| Task brief |
Identify every line in the records below that contains the word "wooden", and copy each of those lines.

(Position identification records)
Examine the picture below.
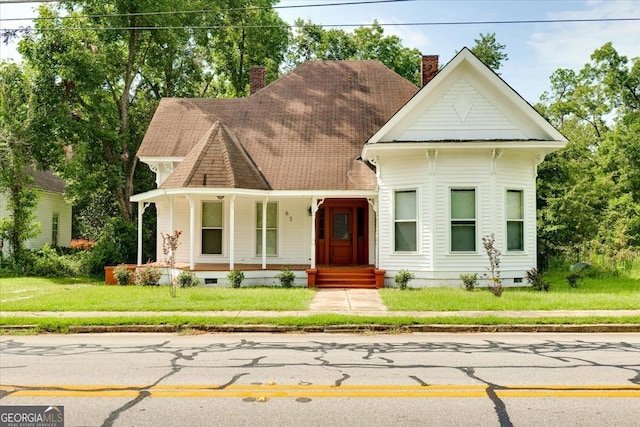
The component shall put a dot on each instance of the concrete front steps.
(346, 277)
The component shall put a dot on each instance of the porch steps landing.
(354, 278)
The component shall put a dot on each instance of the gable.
(217, 161)
(466, 101)
(304, 131)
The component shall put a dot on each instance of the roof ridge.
(245, 156)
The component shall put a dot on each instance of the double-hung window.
(271, 226)
(212, 228)
(405, 221)
(515, 221)
(463, 220)
(55, 225)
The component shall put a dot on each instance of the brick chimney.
(428, 68)
(257, 78)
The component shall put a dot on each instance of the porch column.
(314, 209)
(232, 233)
(376, 247)
(192, 232)
(264, 233)
(172, 221)
(142, 206)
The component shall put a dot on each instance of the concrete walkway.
(347, 300)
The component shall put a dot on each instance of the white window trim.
(224, 228)
(507, 220)
(416, 220)
(476, 220)
(255, 229)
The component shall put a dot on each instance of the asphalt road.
(327, 379)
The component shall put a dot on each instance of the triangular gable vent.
(466, 101)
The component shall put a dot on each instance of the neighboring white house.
(52, 213)
(345, 163)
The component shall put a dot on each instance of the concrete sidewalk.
(348, 302)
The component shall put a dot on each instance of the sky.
(443, 27)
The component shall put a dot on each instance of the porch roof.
(161, 193)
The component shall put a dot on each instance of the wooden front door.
(341, 232)
(341, 236)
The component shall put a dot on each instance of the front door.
(341, 236)
(341, 232)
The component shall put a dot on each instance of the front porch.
(323, 276)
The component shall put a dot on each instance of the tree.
(589, 193)
(16, 182)
(489, 51)
(101, 67)
(312, 42)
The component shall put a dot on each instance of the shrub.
(573, 279)
(186, 279)
(469, 280)
(287, 277)
(236, 278)
(117, 244)
(495, 281)
(122, 274)
(148, 276)
(82, 244)
(48, 263)
(534, 278)
(402, 278)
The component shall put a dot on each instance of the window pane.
(463, 204)
(212, 214)
(463, 237)
(515, 236)
(341, 226)
(405, 236)
(514, 204)
(211, 241)
(405, 205)
(272, 242)
(272, 215)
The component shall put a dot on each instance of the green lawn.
(611, 293)
(42, 294)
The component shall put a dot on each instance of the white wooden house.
(346, 164)
(52, 213)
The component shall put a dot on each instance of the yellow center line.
(323, 391)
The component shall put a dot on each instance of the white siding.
(408, 173)
(293, 230)
(48, 205)
(478, 169)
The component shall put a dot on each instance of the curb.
(344, 329)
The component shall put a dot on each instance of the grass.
(610, 293)
(299, 323)
(42, 294)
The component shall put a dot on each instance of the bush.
(148, 276)
(534, 278)
(402, 278)
(236, 278)
(573, 279)
(117, 244)
(186, 279)
(47, 263)
(287, 278)
(122, 274)
(469, 281)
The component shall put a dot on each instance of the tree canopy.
(312, 42)
(589, 193)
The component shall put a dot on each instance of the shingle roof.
(47, 181)
(304, 131)
(218, 160)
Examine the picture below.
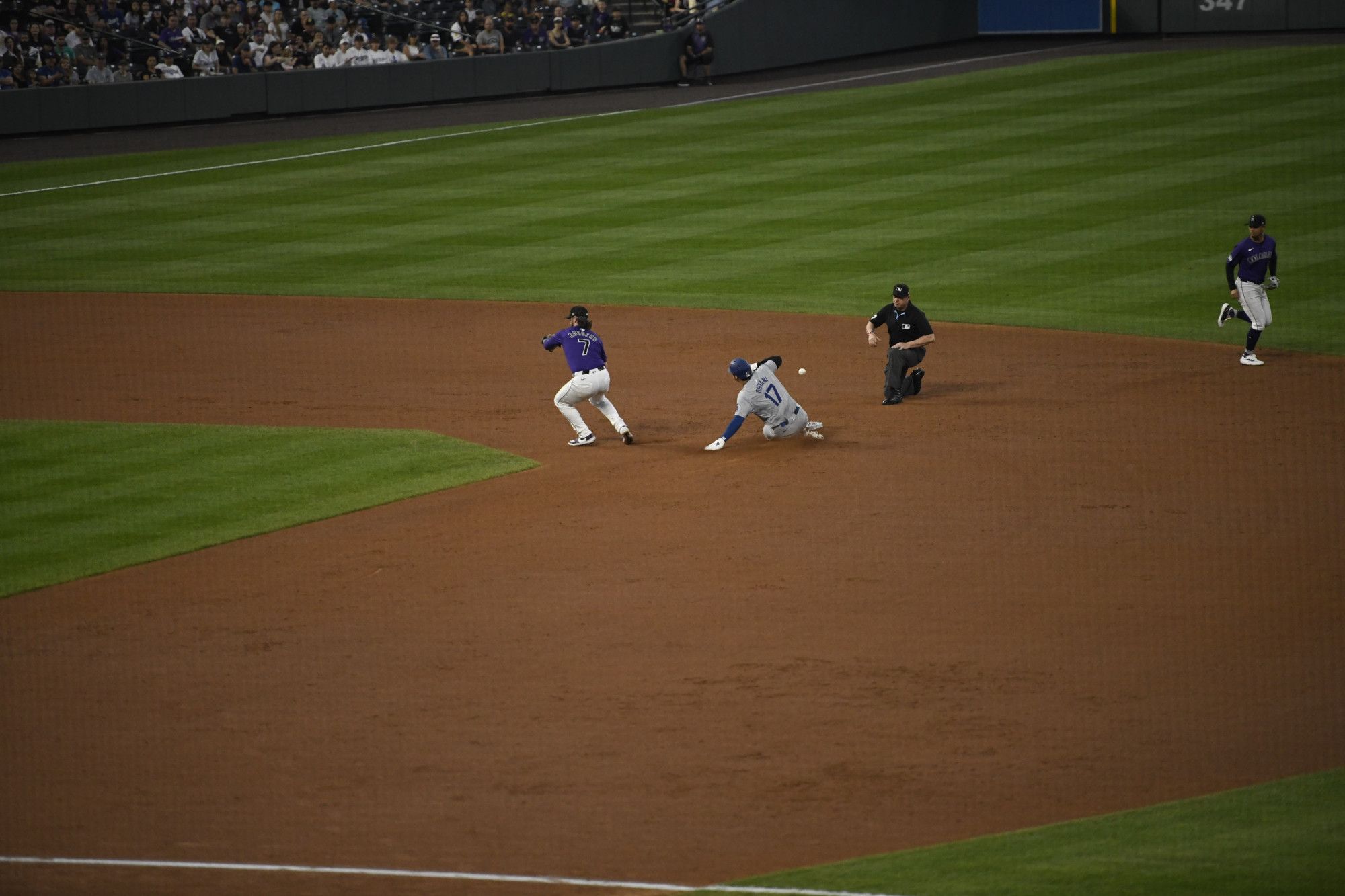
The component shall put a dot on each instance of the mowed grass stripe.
(89, 498)
(1285, 837)
(1030, 185)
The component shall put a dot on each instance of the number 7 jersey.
(583, 349)
(766, 397)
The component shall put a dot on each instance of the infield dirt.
(1078, 573)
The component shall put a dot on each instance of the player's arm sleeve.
(734, 427)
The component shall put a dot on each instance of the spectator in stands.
(194, 34)
(436, 50)
(415, 50)
(328, 58)
(699, 49)
(169, 69)
(241, 61)
(576, 28)
(84, 56)
(9, 53)
(32, 45)
(535, 36)
(259, 46)
(206, 63)
(99, 72)
(333, 33)
(354, 30)
(513, 37)
(154, 24)
(301, 53)
(489, 40)
(599, 21)
(463, 30)
(49, 73)
(462, 41)
(132, 19)
(336, 15)
(673, 9)
(558, 38)
(358, 53)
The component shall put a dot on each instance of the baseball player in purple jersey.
(1256, 261)
(763, 395)
(587, 357)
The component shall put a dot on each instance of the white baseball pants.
(1254, 300)
(594, 388)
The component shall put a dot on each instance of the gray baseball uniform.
(766, 396)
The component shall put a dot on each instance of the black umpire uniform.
(906, 325)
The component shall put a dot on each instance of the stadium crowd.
(50, 44)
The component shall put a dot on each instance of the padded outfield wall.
(750, 36)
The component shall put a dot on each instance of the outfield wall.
(750, 36)
(1187, 17)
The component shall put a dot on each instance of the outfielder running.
(587, 357)
(1256, 260)
(765, 396)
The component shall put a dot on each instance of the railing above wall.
(750, 36)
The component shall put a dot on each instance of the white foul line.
(535, 124)
(395, 872)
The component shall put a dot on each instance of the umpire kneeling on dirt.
(909, 334)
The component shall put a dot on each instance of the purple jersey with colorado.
(1254, 259)
(583, 349)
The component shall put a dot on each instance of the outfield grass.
(1098, 193)
(88, 498)
(1285, 838)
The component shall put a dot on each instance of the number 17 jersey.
(766, 397)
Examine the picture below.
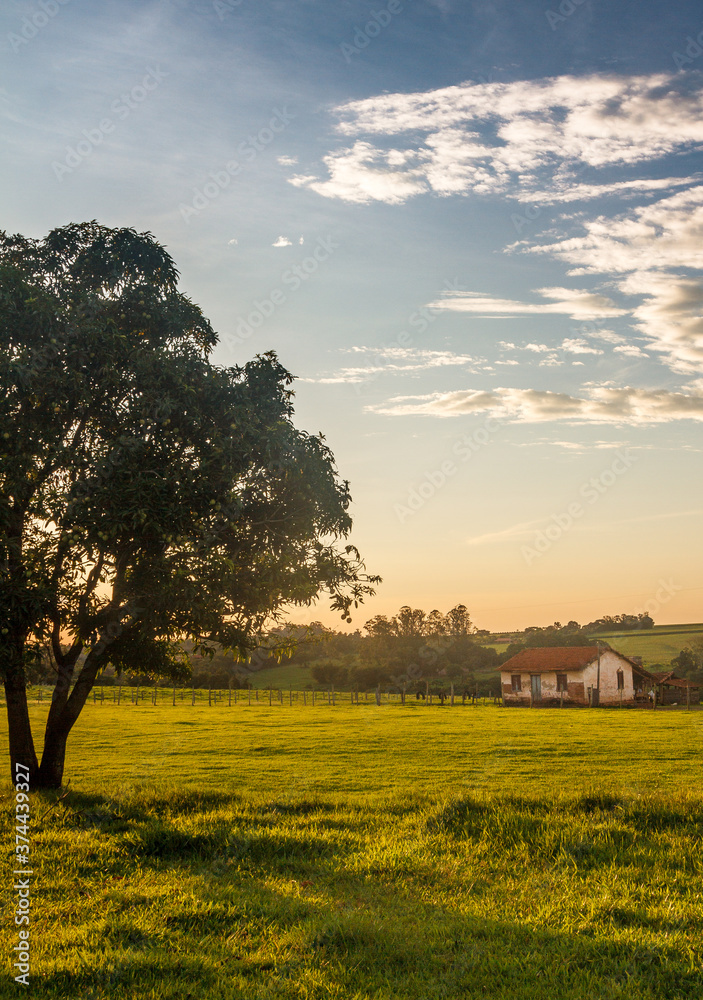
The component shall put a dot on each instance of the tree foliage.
(146, 495)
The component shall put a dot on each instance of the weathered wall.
(550, 695)
(578, 682)
(609, 666)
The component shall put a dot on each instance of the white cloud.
(363, 174)
(599, 405)
(578, 345)
(630, 350)
(567, 301)
(396, 360)
(644, 250)
(503, 137)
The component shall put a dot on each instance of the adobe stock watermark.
(372, 29)
(224, 7)
(436, 479)
(693, 50)
(292, 279)
(247, 152)
(122, 108)
(591, 492)
(33, 24)
(564, 11)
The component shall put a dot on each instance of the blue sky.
(472, 230)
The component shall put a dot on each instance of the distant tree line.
(414, 649)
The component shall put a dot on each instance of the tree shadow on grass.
(277, 908)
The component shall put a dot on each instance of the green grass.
(364, 852)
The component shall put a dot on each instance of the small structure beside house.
(568, 675)
(673, 690)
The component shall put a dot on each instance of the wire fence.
(124, 694)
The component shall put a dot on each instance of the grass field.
(363, 852)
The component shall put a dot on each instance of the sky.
(471, 230)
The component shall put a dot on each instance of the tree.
(146, 496)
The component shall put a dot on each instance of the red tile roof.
(543, 658)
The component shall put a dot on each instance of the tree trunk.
(20, 731)
(54, 756)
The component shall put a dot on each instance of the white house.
(569, 675)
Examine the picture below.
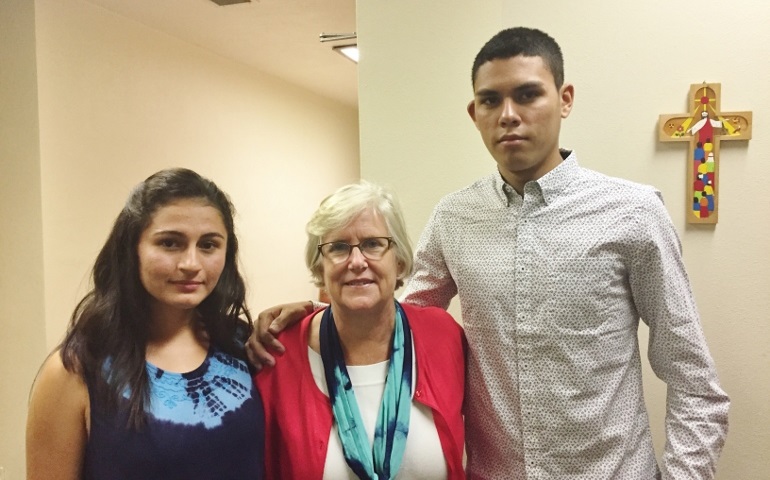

| Finished task |
The component shall put a dot on each instance of the wooden front door.
The component shall put a dot on each instance of the white wooden house.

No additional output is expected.